> **PROBLEMS AND TASKS**:
**a.** Transcribe the READ partnerships post starting at "On our Network" and ending at "of historical collections.".
**b.** In the rows after the READ partnerships post, swap every "dry sand" for "wet sand" and return those rows with nothing else changed. Leave out the pictures.
-- START SELECTED EXCERPT --
+ Exciting new partnerships for READ
The READ project is spreading its wings with some exciting new partnerships in Europe and beyond!
On our Network page, you can now see a full list of more than 50 institutions and projects who have signed a Memorandum of Understanding (MOU) with us and started to test out our Handwritten Text Recognition technologies on all sorts of historical collections.
To give just a few examples of some new interesting new collaborations….
We are working with the researchers from a long-standing project, well-known to medieval scholars. DEEDS (Documents of Early England Data Set) at the University of Toronto Libraries was founded by Professor Michael Gervers in 1975. They will be using some of the huge datasets they have created over this time as training data for Handwritten Text Recognition.
Geopast, a historical research and genealogy consultancy based in Sydney, Australia is another recent collaborator. The founder Neil Saunders is interested applying READ’s layout analysis to a collection of old postcards. Can our tools detect the common features of postcards allowing them to be processed quickly by machines?
-- END SELECTED EXCERPT --
-- START LISTED ENTRIES --
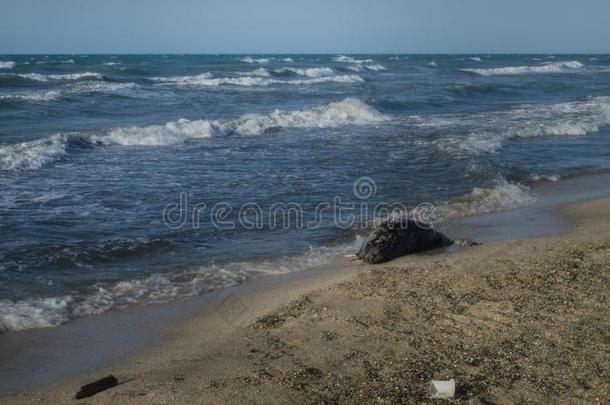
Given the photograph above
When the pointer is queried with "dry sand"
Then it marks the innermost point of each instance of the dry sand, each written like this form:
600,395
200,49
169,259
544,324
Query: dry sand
-- END LISTED ENTRIES --
> **RESPONSES**:
**a.**
On our Network page, you can now see a full list of more than 50 institutions and projects who have signed a Memorandum of Understanding (MOU) with us and started to test out our Handwritten Text Recognition technologies on all sorts of historical collections.

**b.**
Given the photograph above
When the pointer is queried with "wet sand"
Then it marks the innermost point of each instance of the wet sand, each written like this form:
600,395
200,49
169,259
544,324
Query: wet sand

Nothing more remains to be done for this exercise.